■ **Dataset excerpts**
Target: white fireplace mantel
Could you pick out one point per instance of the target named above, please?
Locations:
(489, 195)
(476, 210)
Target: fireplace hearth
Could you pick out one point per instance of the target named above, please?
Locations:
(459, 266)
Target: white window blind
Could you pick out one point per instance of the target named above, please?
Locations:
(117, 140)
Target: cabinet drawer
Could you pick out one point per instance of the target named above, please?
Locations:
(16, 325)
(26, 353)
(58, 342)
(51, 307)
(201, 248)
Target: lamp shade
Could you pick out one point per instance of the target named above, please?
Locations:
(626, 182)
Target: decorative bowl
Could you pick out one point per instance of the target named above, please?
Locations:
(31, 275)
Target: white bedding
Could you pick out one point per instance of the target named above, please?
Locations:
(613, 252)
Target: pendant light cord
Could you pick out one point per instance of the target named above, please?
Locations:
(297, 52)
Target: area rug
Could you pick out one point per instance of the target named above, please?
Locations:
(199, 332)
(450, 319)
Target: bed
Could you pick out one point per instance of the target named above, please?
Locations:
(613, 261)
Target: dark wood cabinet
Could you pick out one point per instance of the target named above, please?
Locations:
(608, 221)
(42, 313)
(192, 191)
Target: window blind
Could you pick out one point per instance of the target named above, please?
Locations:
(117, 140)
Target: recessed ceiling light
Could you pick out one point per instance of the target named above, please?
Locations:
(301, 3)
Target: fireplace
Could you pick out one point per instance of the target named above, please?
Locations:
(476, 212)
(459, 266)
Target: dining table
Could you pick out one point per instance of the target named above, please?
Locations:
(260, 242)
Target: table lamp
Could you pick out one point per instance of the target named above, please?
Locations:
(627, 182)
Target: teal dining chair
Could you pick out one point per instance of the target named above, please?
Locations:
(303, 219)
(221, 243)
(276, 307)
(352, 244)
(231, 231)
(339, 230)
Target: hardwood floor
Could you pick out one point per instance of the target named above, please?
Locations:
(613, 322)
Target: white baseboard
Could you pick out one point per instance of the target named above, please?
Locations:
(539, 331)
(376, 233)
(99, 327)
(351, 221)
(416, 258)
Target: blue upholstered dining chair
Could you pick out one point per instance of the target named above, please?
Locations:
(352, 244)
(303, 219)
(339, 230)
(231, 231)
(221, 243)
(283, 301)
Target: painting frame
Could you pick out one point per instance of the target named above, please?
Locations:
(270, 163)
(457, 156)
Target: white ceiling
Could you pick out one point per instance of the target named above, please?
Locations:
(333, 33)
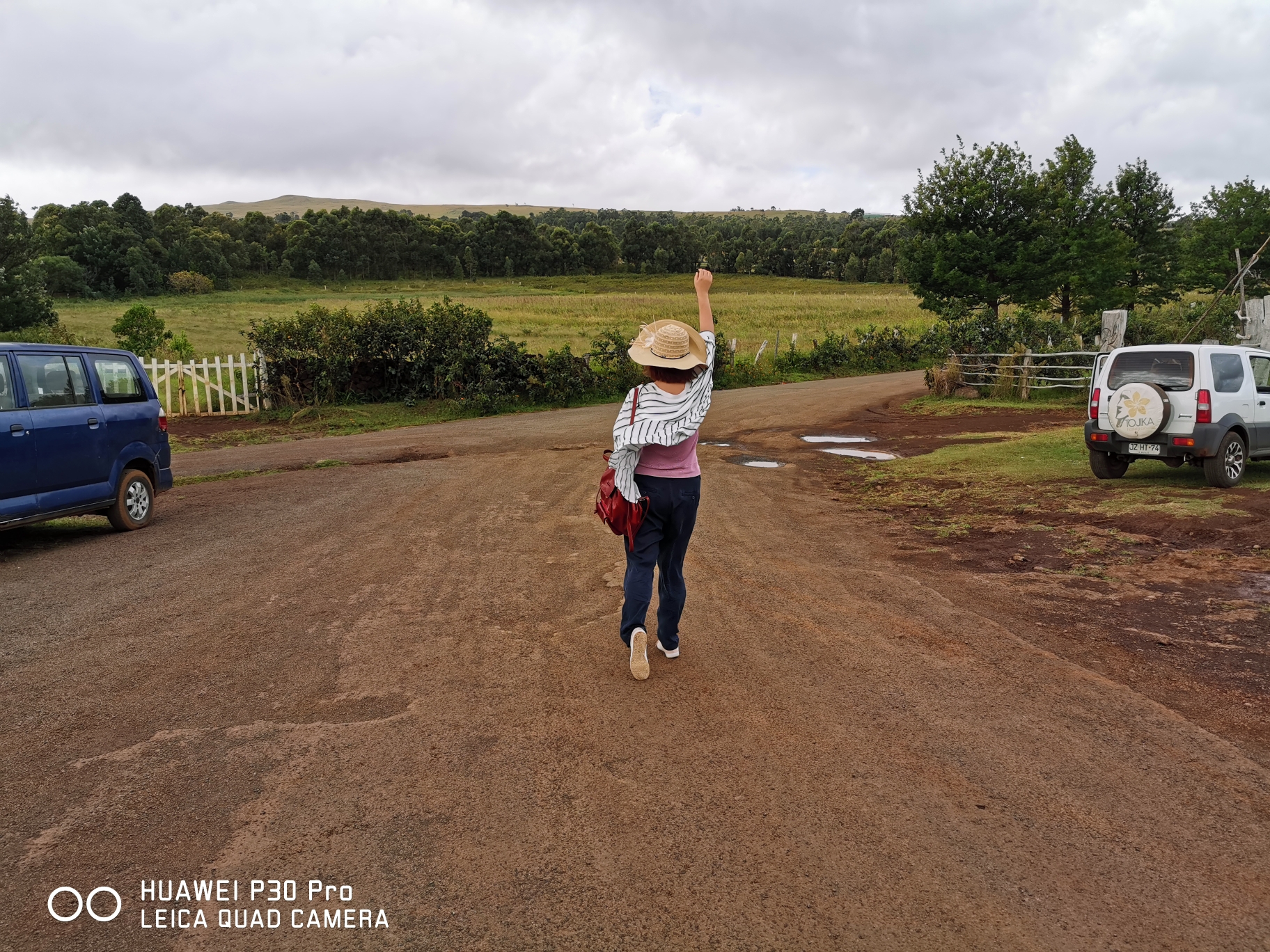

■ **WHAT TO DO**
Copy out the data exactly and keep the pictures out.

■ **SOLUTION FOR THIS PROBLEM**
Target: white fireplace mantel
Could you pick out one point per instance of the target named above, please?
Locations:
(489, 195)
(476, 210)
Target: fireplace hearth
Could you pick out one point per instance of the target named above, please?
Locations:
(459, 266)
Target: white window blind
Could you pick out one point per instance of the target named above, please?
Locations:
(117, 140)
Target: cabinet drawer
Could you pick out one point per instance of the target named above, please?
Locations:
(16, 325)
(26, 353)
(58, 342)
(51, 307)
(201, 248)
Target: lamp shade
Could you pick out one point per instance of the target named above, please?
Locations:
(626, 182)
Target: decorative bowl
Could you pick out one point per instance of the target named above, please?
Locations:
(31, 275)
Target: white bedding
Could you pick out one point per instance of the target named above, please?
Locations:
(613, 252)
Target: pendant light cord
Could you pick out one point per instance of the target named above, please?
Locations:
(297, 52)
Target: area rug
Could you pick out one point per instance of the target named above, please?
Locations:
(199, 332)
(450, 319)
Target: bed
Could you pick out one point per instance of the target named above, please?
Locations:
(613, 261)
Target: dark wood cabinet
Could you pick out one point per instance of the target named above, please?
Locations:
(608, 221)
(42, 313)
(192, 191)
Target: window blind
Could you pick out one point per instance of the target named above, please?
Locations:
(117, 140)
Target: recessed ceiling light
Could you pick out one point per instance of the target named above, please?
Locations:
(301, 3)
Target: fireplace
Could you pick out one point per instance of the target named above, please?
Locations:
(476, 212)
(459, 266)
Target: dining table
Could you pick out one point per instance of the target named above, please?
Locations:
(260, 242)
Target: table lamp
Could you pick out one point per instance of the target named above, please?
Locations:
(627, 182)
Target: teal dining chair
Could you pick out one point per instance of the target named above, please?
Locations:
(303, 219)
(221, 243)
(276, 307)
(352, 244)
(231, 231)
(339, 230)
Target: hardwood floor
Could you pick out one point per instance of the target named above, please?
Locations:
(613, 322)
Target: white baseboard
Could you pick out one point per instance of the target named above, please?
Locations:
(539, 331)
(376, 233)
(99, 327)
(351, 221)
(416, 258)
Target: blue upholstered dining chair
Could you pick out one point per instance of the target named above, please?
Locations:
(352, 244)
(303, 219)
(339, 230)
(231, 231)
(221, 243)
(283, 301)
Target: painting frame
Could you pick out one point per instance of the target named above, please?
Locations:
(270, 163)
(457, 156)
Target: white ceiling
Could you pick out one point per instance of the target named above, please?
Locations:
(333, 33)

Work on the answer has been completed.